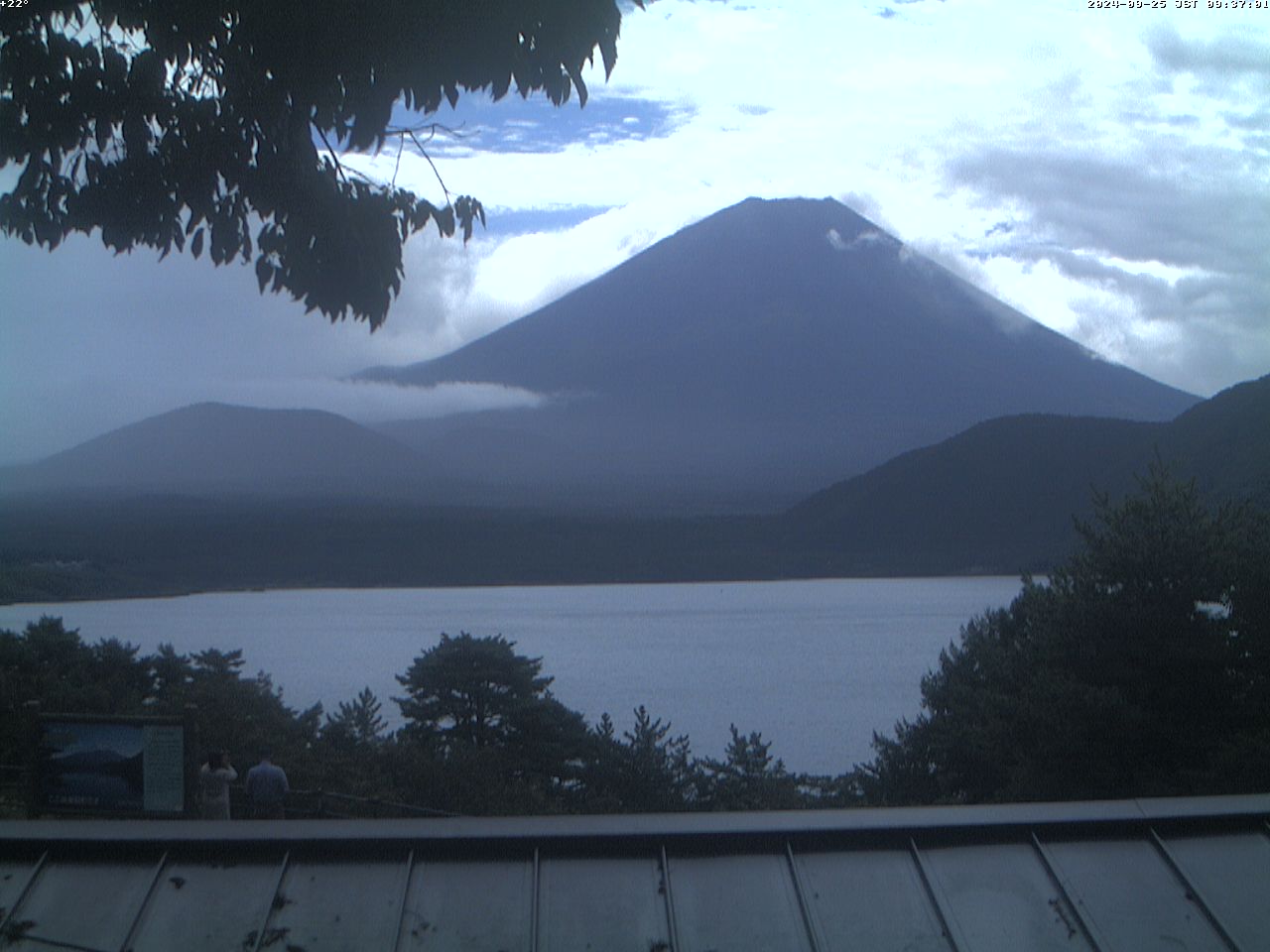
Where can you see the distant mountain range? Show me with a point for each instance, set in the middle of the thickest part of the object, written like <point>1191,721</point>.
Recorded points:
<point>1002,495</point>
<point>998,498</point>
<point>781,390</point>
<point>748,361</point>
<point>738,366</point>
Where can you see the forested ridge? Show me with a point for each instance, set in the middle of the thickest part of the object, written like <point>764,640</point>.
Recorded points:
<point>1141,667</point>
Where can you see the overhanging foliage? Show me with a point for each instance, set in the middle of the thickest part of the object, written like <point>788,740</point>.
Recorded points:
<point>183,123</point>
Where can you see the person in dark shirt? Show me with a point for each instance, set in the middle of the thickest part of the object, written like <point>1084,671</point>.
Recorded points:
<point>267,789</point>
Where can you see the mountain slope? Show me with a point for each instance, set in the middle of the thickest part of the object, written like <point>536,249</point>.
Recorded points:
<point>213,448</point>
<point>1001,495</point>
<point>753,357</point>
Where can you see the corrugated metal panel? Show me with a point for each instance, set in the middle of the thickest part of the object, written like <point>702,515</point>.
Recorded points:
<point>1232,874</point>
<point>611,905</point>
<point>84,904</point>
<point>735,902</point>
<point>1000,897</point>
<point>1075,876</point>
<point>870,900</point>
<point>338,906</point>
<point>206,904</point>
<point>1132,897</point>
<point>14,876</point>
<point>457,906</point>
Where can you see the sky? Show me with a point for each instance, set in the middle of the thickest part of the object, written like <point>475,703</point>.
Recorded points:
<point>1105,172</point>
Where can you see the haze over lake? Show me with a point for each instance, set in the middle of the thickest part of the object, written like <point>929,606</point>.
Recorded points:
<point>815,665</point>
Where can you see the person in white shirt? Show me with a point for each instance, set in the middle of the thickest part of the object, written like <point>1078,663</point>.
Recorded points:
<point>213,779</point>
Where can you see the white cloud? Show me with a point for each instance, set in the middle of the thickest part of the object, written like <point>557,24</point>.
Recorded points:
<point>1105,175</point>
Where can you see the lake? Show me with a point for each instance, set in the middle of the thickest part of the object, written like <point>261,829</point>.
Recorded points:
<point>816,665</point>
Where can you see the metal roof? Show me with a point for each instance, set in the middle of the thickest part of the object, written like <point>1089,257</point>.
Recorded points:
<point>1189,874</point>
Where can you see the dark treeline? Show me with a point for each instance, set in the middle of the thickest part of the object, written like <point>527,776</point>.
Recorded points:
<point>481,733</point>
<point>1141,667</point>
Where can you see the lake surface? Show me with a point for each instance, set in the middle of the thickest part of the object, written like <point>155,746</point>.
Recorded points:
<point>816,665</point>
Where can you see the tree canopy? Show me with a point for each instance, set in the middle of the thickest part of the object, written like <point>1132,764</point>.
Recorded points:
<point>195,123</point>
<point>1142,667</point>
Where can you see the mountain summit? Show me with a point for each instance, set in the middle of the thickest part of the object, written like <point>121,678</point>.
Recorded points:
<point>751,358</point>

· · · · · · ·

● **Your instructions**: Keep the pictures out and print all the records exactly as they are.

● **Exercise answer**:
Where can you see the distant mountain range? Show me with a point for each instance, set in the middle of the thickest part of the object, written like <point>1191,721</point>.
Recorded points:
<point>1002,495</point>
<point>998,498</point>
<point>781,390</point>
<point>748,361</point>
<point>738,366</point>
Where can you see the forested ridge? Show me with a point for each instance, set in the middle of the thickest part of the object, written like <point>764,640</point>.
Recorded points:
<point>1141,667</point>
Where can you see the overhanging foliage? Show me with a point for each instance, set in the middle of the thickest part of the object, written like <point>788,740</point>.
Recorded points:
<point>183,123</point>
Where can you see the person in dark shirt? Show me with a point for each instance, set in the middle of the thickest part of the object, written like <point>1084,671</point>.
Recorded points:
<point>267,789</point>
Where can you see the mountain slope? Show me with a point for each instance, set in the middle of the thickest part of the object, written like <point>536,249</point>.
Recorded points:
<point>213,448</point>
<point>1001,495</point>
<point>753,357</point>
Where can you see the corrugated metal panel? Show me with a point for each instance, set in the middle of the thickest part of the object, written like <point>702,515</point>.
Recorded points:
<point>1232,874</point>
<point>611,905</point>
<point>84,904</point>
<point>735,902</point>
<point>1000,897</point>
<point>1075,876</point>
<point>870,900</point>
<point>338,906</point>
<point>206,904</point>
<point>1132,897</point>
<point>14,876</point>
<point>457,906</point>
Where can you see the sky? Show me with a point for each instance, set in the middle of the thickest part of the object, written like <point>475,703</point>.
Recorded points:
<point>1105,172</point>
Where can you see the haze over lake? Show me with a point for each instance, set in the middle of the thickest part of the object, written like <point>929,606</point>.
Recorded points:
<point>815,665</point>
Where can you see the person in white shirt? Show me with a point for each instance, set in the middle of the thickest part of the object, written like <point>1078,663</point>.
Recorded points:
<point>213,779</point>
Where can you see the white cloud? Show me with a point for each instance, set in the middle of the thickest part of the object, written like <point>557,24</point>.
Recorded points:
<point>1105,175</point>
Where can you see the lake? Show me with a point for each instance, set in the middle of the thickest part of the object, written like <point>261,829</point>.
Recorded points:
<point>816,665</point>
Where can you see the metal roof? Show me with a point for each instance, set in the middle of the thickest part of the object, written like <point>1089,257</point>.
Recorded points:
<point>1189,874</point>
Where can you see the dark treeline? Show me with a point for each instance, set in the middle of the thickest part of the object, written like <point>527,776</point>.
Recorded points:
<point>481,733</point>
<point>1141,667</point>
Where can you see the lake surface? Show me with a point for each instance, set in the middle of the thickest part of the object, written like <point>155,746</point>.
Recorded points:
<point>816,665</point>
Where can you see the tree canopy? Show me with a point for each instance, set in the middle of the thickest part of the object, written like <point>1132,764</point>.
Recorded points:
<point>195,123</point>
<point>1142,667</point>
Where can you see the mountain summit? Show me with a point for each instance, set in the middle of the thickest part of the object, written like <point>121,678</point>.
Recorded points:
<point>751,358</point>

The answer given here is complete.